** Start DATA EXTRACT **
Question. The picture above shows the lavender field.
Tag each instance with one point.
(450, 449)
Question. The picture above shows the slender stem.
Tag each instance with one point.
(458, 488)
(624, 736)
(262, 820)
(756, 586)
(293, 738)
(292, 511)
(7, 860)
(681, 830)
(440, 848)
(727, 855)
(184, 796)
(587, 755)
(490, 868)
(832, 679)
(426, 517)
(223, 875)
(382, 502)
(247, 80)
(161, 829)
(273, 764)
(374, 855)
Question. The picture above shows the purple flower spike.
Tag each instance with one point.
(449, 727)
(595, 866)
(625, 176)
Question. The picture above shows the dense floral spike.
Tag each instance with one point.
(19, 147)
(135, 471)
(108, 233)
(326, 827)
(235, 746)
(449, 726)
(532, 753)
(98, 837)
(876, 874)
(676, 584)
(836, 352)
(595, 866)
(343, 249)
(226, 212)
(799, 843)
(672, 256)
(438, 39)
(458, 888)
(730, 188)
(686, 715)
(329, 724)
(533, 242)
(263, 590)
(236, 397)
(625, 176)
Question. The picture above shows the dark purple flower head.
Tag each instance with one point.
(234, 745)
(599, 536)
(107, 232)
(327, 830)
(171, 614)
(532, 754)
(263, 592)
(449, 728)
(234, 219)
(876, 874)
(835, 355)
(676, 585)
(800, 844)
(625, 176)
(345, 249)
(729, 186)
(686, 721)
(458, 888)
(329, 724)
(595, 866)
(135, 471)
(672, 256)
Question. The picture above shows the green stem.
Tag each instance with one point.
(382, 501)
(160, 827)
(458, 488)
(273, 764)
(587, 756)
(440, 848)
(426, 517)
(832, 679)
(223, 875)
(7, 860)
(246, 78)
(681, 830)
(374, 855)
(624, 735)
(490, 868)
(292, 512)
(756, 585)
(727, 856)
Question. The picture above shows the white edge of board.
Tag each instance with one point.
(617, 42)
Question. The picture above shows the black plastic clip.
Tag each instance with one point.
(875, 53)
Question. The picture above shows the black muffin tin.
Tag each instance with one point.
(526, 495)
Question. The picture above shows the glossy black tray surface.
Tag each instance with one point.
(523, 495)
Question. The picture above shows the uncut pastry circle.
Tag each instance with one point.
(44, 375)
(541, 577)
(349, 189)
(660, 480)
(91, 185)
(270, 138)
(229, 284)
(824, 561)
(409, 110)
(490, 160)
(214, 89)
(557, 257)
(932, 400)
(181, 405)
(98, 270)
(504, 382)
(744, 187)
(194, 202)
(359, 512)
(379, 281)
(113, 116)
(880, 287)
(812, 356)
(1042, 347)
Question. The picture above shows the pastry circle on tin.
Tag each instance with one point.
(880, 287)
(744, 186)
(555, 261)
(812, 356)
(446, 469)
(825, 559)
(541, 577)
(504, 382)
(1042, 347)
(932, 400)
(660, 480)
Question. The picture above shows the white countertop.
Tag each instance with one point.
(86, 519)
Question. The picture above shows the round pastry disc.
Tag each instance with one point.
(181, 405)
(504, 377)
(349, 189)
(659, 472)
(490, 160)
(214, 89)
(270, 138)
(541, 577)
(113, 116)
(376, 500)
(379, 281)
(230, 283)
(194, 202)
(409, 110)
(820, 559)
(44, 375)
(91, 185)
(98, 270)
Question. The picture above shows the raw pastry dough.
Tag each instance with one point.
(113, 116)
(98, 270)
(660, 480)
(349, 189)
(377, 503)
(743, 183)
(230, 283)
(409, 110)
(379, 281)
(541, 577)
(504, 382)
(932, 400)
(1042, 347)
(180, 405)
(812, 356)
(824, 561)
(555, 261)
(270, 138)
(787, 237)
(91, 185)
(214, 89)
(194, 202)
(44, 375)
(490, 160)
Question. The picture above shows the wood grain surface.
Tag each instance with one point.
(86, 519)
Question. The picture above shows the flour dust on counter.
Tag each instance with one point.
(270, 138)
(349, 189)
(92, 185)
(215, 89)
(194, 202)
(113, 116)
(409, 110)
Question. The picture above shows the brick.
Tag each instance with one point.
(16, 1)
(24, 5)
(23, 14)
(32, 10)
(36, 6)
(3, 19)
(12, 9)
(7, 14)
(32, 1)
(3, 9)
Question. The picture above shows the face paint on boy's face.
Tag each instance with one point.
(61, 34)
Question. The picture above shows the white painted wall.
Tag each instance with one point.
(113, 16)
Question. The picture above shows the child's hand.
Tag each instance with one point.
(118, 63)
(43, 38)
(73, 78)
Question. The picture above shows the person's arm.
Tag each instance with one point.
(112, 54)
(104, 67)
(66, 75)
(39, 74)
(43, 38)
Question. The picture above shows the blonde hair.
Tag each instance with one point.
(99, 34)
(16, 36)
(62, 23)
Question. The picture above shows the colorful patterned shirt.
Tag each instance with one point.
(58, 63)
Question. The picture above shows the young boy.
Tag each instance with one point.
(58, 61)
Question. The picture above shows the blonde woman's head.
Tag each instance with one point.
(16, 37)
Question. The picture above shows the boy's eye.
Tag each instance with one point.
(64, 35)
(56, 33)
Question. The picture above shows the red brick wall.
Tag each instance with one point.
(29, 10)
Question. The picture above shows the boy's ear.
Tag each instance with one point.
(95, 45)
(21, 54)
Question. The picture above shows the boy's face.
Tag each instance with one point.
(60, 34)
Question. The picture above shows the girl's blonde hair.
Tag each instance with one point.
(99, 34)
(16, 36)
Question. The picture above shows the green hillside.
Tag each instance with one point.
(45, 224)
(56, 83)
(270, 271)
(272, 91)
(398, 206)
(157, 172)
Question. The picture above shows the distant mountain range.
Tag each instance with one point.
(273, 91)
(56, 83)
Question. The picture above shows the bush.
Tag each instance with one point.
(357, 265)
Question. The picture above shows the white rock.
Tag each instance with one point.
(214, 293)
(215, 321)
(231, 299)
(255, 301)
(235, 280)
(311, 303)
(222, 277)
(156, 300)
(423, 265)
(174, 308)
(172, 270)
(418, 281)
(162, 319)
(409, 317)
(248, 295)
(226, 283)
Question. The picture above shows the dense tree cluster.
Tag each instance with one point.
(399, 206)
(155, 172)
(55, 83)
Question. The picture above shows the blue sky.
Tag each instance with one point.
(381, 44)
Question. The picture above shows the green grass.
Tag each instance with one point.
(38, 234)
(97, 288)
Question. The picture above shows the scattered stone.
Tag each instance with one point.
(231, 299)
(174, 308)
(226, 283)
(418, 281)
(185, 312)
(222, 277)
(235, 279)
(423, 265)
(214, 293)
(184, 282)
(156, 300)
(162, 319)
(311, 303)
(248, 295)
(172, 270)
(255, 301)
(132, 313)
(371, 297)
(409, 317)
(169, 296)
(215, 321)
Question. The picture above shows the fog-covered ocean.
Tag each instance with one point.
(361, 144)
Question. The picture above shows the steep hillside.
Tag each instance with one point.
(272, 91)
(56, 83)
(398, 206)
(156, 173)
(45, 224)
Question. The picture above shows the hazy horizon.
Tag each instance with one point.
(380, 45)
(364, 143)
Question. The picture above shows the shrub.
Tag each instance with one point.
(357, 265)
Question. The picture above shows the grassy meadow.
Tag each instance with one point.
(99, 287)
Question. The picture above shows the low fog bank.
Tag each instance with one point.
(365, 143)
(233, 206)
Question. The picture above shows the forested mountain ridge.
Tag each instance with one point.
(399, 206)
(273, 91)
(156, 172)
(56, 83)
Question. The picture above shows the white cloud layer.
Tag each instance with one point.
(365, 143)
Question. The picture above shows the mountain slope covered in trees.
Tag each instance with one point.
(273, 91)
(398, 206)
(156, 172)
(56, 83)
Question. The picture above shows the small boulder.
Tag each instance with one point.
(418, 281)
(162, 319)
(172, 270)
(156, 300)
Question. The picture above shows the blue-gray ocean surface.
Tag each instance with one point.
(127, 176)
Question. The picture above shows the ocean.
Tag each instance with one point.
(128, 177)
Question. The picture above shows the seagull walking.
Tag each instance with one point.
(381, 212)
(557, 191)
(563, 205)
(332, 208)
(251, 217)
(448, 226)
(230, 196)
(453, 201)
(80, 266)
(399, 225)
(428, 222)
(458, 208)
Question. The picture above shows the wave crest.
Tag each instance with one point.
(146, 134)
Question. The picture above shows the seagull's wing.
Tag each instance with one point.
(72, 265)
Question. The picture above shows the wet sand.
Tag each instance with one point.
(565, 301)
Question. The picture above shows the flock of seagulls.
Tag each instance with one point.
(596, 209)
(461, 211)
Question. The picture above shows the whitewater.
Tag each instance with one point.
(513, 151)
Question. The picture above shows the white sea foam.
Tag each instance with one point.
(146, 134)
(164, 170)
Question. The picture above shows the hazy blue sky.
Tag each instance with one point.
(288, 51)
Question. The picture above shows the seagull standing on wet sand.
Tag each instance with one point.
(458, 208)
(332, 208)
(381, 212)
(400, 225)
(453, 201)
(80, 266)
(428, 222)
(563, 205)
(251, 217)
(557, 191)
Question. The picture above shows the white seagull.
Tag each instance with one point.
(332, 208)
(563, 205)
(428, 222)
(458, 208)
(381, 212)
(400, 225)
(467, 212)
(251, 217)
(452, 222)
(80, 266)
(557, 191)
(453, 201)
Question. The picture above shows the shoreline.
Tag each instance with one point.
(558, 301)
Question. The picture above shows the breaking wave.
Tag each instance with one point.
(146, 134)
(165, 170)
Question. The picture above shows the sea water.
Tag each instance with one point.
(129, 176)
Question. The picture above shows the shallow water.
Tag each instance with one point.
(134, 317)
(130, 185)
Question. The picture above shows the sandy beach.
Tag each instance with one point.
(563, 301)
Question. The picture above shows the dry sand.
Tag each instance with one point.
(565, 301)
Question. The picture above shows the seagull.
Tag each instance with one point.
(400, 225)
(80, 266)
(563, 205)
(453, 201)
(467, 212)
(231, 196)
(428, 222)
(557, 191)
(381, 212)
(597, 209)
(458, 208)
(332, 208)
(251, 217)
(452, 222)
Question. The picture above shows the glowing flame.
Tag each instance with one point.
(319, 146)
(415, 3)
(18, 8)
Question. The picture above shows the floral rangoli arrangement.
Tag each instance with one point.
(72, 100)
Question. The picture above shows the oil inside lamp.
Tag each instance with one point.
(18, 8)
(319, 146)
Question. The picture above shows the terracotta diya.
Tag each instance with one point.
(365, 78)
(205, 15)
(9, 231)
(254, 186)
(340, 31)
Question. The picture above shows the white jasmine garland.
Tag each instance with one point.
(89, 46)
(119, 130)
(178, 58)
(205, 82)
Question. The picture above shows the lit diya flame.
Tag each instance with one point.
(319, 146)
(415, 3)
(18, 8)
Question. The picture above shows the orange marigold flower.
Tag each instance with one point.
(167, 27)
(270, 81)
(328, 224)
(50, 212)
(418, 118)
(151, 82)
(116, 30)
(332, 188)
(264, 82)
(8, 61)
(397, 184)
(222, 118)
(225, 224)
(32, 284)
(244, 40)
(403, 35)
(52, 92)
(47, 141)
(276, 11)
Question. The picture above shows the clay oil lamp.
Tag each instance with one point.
** End DATA EXTRACT **
Quote verbatim the line containing "Question. The picture above shows the breaking" and every line after it through the end of the records above.

Question. The picture above shows the breaking wave.
Tag each instance with one point.
(146, 134)
(165, 170)
Question. The picture above shows the sea water.
Tag each instance with one point.
(129, 176)
Question. The picture above shows the shallow water.
Tag each instance with one point.
(134, 317)
(130, 185)
Question. The picture above shows the sandy beach.
Tag each instance with one point.
(563, 301)
Question. The picture above shows the dry sand.
Tag each instance with one point.
(565, 301)
Question. The picture above shows the seagull.
Tag each instance with one point.
(400, 225)
(80, 266)
(563, 205)
(453, 201)
(467, 212)
(231, 196)
(428, 222)
(557, 191)
(381, 212)
(597, 209)
(458, 208)
(332, 208)
(251, 217)
(452, 222)
Question. The picture above shows the glowing flame.
Tag each instance with one point.
(319, 146)
(415, 3)
(18, 8)
Question. The picture above shows the floral rangoli arrangement.
Tag each instance with one point.
(72, 100)
Question. The picture above shows the oil inside lamp.
Tag each instance with one point.
(18, 8)
(319, 146)
Question. The picture above shows the terracotta diya.
Tag each instance with one point.
(365, 78)
(205, 15)
(9, 231)
(254, 186)
(340, 31)
Question. The picture above shows the white jasmine garland.
Tag each instance with one point.
(89, 46)
(119, 130)
(178, 58)
(205, 82)
Question. The picture above shows the lit diya flame.
Tag each instance with one point.
(319, 146)
(415, 3)
(18, 8)
Question. The picture above shows the orange marigold flower.
Tag each instance with one point.
(167, 27)
(270, 81)
(328, 224)
(50, 212)
(418, 118)
(151, 82)
(116, 30)
(332, 188)
(264, 82)
(8, 61)
(397, 184)
(222, 118)
(225, 224)
(32, 284)
(244, 40)
(403, 35)
(52, 92)
(47, 141)
(276, 11)
Question. The picture above shows the clay oil lamp.
Tag each instance with one point.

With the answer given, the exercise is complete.